### Dataset records

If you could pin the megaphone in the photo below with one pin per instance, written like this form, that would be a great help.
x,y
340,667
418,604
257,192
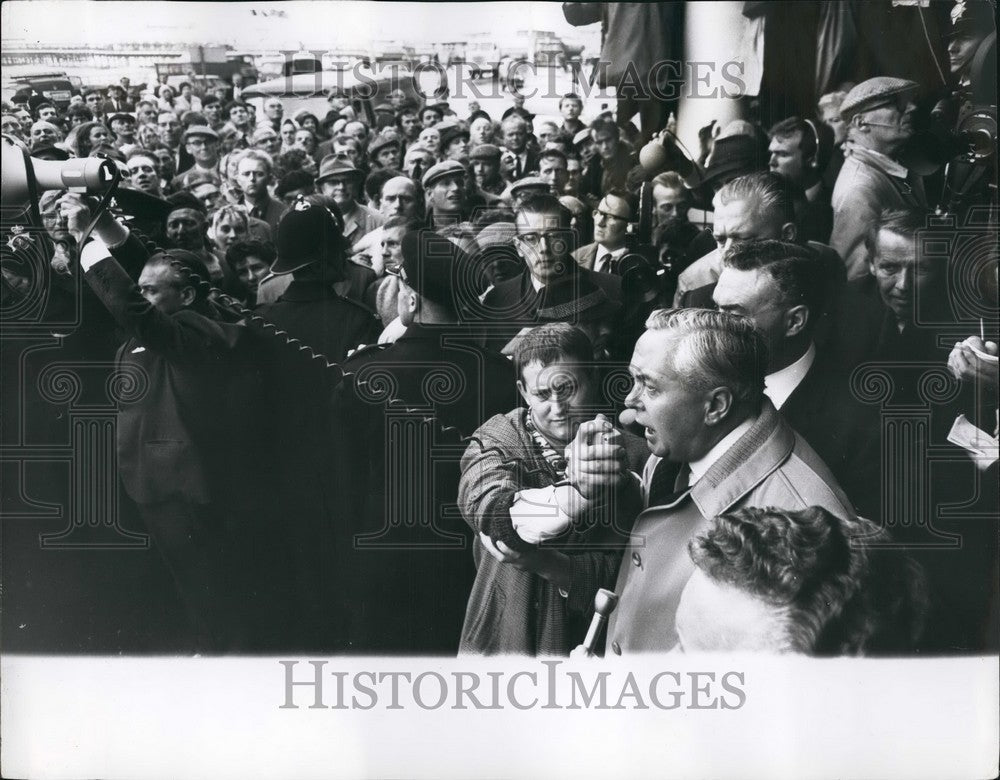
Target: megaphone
x,y
24,178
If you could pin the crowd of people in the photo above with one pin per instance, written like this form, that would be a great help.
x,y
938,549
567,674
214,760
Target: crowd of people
x,y
424,383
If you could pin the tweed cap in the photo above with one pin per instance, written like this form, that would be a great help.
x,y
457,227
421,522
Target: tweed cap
x,y
529,182
430,263
442,169
332,167
874,93
485,152
380,142
496,234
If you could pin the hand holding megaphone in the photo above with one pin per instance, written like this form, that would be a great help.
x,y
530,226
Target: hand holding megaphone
x,y
24,178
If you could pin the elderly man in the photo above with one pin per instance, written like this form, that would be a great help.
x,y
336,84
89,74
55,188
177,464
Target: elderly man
x,y
800,151
611,218
417,161
879,113
485,162
610,166
385,151
253,174
340,182
169,128
520,160
677,240
755,206
142,167
401,535
545,242
44,134
398,199
785,290
571,106
274,112
718,444
448,199
185,445
552,167
202,143
890,313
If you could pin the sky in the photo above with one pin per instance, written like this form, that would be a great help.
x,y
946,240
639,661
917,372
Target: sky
x,y
322,23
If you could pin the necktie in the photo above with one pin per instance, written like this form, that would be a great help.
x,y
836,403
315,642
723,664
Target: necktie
x,y
669,481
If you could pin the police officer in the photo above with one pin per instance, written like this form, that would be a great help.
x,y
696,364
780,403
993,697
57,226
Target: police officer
x,y
313,320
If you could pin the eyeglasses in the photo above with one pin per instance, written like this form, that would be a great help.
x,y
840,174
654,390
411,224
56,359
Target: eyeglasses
x,y
552,237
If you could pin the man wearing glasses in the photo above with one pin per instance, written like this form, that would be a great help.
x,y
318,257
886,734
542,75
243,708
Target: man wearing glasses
x,y
879,114
202,143
611,218
545,241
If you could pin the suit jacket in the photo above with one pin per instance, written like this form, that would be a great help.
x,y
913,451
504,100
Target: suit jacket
x,y
518,301
867,184
840,429
770,465
514,611
586,256
180,439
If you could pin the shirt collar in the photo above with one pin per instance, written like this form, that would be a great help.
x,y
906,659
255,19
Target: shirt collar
x,y
699,467
782,383
876,159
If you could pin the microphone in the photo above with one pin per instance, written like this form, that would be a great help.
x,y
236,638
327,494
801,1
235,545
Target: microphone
x,y
604,604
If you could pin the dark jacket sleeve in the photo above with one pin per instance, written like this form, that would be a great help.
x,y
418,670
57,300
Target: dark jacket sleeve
x,y
182,338
131,256
580,14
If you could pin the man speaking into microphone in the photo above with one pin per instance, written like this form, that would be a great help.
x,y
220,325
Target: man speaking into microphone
x,y
718,445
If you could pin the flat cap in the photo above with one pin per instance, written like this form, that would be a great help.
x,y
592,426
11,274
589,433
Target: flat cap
x,y
485,152
733,156
430,265
442,169
873,93
529,182
380,142
263,133
450,133
200,130
333,167
496,234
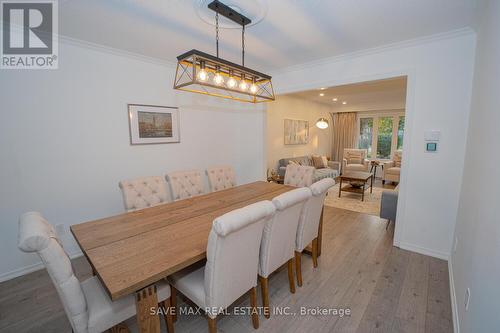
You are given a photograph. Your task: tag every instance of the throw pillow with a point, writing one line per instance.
(397, 161)
(318, 162)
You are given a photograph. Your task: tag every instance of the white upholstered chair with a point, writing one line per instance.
(144, 192)
(87, 305)
(232, 262)
(298, 175)
(308, 229)
(278, 240)
(392, 169)
(221, 177)
(186, 184)
(355, 160)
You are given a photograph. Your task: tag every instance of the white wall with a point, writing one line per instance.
(440, 71)
(64, 140)
(476, 262)
(289, 107)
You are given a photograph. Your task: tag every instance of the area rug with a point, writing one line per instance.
(352, 201)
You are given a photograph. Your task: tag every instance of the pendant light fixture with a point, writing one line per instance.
(203, 73)
(322, 123)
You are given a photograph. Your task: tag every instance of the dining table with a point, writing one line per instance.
(130, 252)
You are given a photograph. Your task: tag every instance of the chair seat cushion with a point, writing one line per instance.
(191, 283)
(356, 167)
(393, 171)
(105, 313)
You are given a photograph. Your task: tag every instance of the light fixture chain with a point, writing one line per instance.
(217, 33)
(243, 46)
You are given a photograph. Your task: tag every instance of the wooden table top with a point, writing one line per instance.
(130, 251)
(356, 175)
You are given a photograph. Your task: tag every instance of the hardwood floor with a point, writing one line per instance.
(386, 289)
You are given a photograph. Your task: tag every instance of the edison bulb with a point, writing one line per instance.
(253, 88)
(202, 75)
(243, 85)
(231, 83)
(218, 79)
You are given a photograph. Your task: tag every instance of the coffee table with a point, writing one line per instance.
(361, 177)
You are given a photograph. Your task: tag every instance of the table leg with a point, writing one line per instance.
(146, 299)
(363, 193)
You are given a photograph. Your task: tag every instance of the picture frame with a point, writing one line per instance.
(153, 124)
(296, 132)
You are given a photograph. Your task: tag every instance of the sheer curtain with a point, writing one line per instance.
(344, 133)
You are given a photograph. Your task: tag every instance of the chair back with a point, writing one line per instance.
(278, 239)
(355, 156)
(298, 175)
(397, 158)
(221, 177)
(233, 254)
(311, 214)
(144, 192)
(186, 184)
(37, 235)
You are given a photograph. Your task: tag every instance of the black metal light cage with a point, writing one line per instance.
(202, 73)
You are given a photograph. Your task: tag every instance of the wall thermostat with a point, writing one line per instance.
(431, 147)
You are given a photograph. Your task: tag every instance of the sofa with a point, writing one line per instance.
(389, 205)
(355, 160)
(331, 171)
(392, 169)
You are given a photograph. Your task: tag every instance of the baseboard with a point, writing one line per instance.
(30, 268)
(453, 296)
(424, 251)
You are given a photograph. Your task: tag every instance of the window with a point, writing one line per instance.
(366, 134)
(401, 129)
(381, 134)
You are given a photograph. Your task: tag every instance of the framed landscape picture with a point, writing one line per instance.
(151, 124)
(296, 132)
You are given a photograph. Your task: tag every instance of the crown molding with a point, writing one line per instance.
(116, 52)
(375, 50)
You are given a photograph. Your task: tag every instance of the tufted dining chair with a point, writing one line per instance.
(298, 175)
(87, 305)
(278, 239)
(308, 229)
(144, 192)
(232, 263)
(221, 177)
(186, 184)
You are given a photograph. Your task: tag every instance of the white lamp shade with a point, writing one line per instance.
(322, 123)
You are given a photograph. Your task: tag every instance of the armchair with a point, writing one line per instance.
(355, 160)
(392, 169)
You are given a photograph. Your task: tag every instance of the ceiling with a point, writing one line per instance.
(290, 32)
(389, 94)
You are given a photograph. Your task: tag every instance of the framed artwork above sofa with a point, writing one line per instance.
(296, 132)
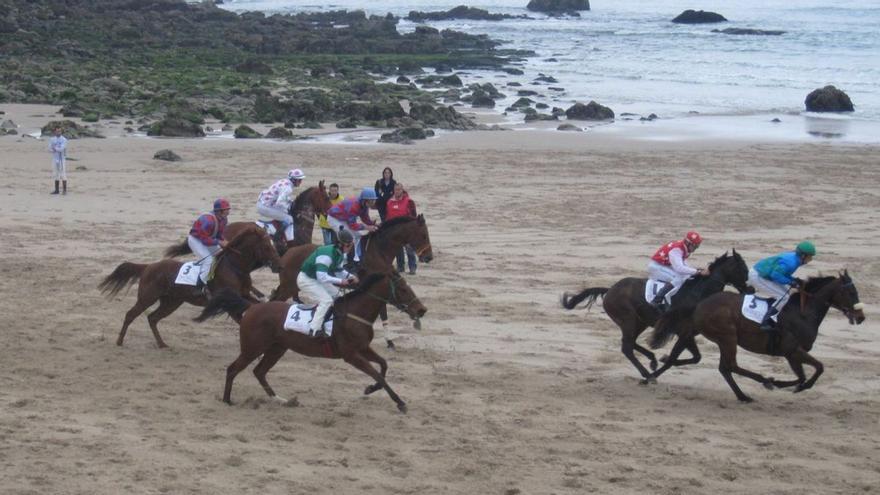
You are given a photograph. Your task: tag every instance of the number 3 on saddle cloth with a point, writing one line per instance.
(299, 316)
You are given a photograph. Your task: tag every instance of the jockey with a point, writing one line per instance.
(322, 275)
(774, 276)
(668, 265)
(344, 216)
(206, 237)
(274, 202)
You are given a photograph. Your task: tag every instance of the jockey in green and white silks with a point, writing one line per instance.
(321, 276)
(774, 276)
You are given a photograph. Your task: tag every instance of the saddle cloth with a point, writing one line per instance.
(653, 287)
(188, 274)
(754, 308)
(299, 316)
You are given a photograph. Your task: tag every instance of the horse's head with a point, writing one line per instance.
(734, 271)
(846, 299)
(256, 244)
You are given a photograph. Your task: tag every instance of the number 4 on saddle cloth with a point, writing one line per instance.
(299, 316)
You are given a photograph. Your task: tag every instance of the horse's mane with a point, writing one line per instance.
(364, 286)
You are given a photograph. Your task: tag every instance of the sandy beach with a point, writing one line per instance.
(508, 393)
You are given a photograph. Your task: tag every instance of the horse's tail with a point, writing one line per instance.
(224, 301)
(669, 324)
(124, 275)
(590, 295)
(176, 250)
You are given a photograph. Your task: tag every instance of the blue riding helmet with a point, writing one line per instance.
(368, 193)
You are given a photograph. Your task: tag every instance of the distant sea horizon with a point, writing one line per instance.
(629, 56)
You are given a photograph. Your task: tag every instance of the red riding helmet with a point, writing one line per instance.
(221, 204)
(693, 238)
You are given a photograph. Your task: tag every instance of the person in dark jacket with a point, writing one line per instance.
(384, 190)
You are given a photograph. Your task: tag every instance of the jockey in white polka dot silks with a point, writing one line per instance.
(274, 202)
(774, 277)
(668, 265)
(206, 237)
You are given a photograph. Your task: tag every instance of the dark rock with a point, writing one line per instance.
(698, 17)
(167, 155)
(70, 130)
(245, 132)
(279, 133)
(175, 127)
(828, 99)
(558, 6)
(569, 127)
(742, 31)
(590, 111)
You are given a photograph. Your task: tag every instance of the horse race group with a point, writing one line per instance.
(677, 299)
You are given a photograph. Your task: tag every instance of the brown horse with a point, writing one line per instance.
(261, 331)
(626, 306)
(719, 318)
(305, 207)
(251, 247)
(379, 250)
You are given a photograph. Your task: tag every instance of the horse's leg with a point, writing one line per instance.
(243, 360)
(371, 355)
(357, 360)
(804, 357)
(167, 305)
(270, 357)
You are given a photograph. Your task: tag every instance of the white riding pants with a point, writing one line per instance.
(313, 292)
(278, 213)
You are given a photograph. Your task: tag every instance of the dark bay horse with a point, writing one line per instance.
(305, 207)
(625, 304)
(261, 331)
(719, 318)
(251, 247)
(379, 250)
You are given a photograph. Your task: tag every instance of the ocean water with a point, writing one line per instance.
(626, 54)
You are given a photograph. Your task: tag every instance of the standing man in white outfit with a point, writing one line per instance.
(274, 202)
(58, 148)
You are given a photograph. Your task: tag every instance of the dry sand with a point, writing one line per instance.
(508, 393)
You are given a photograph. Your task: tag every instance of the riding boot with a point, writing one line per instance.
(661, 296)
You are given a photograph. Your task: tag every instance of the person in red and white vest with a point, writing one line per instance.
(206, 236)
(669, 265)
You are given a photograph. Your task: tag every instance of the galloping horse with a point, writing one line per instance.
(626, 306)
(719, 318)
(251, 247)
(261, 331)
(307, 204)
(379, 250)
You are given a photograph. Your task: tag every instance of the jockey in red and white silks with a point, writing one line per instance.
(205, 237)
(274, 202)
(668, 263)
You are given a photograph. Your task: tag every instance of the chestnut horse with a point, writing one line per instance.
(379, 250)
(251, 247)
(626, 306)
(719, 318)
(261, 331)
(305, 207)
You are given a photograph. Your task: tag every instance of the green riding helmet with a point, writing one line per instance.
(806, 248)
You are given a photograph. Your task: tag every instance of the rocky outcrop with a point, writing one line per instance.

######

» Problem to work on
Set down, word for word, only the lines running from the line with "of the galloping" to the last line of the listing above. Both of those lines belong in your answer.

» Written response
You are given a photograph. Your task: tag every instance of the galloping horse with a point, writing one line per instance.
(626, 306)
(719, 318)
(251, 247)
(261, 331)
(307, 204)
(379, 250)
You are given a photograph. Your task: tag every instance of the jockey in red and white silks with a point, writing one line per instance.
(205, 237)
(274, 202)
(668, 263)
You are given a photograph. Your task: tag every instance of the chestnut horse with a point, writing one line per instance.
(379, 250)
(251, 247)
(626, 306)
(719, 318)
(261, 331)
(305, 207)
You are given a photograph. Your task: tag every instance of the green riding helmet with a point, writing one line per instance.
(806, 248)
You are given a photograph. Your task: tag every instance of the rocky outcrop with a point, writing one line per instance.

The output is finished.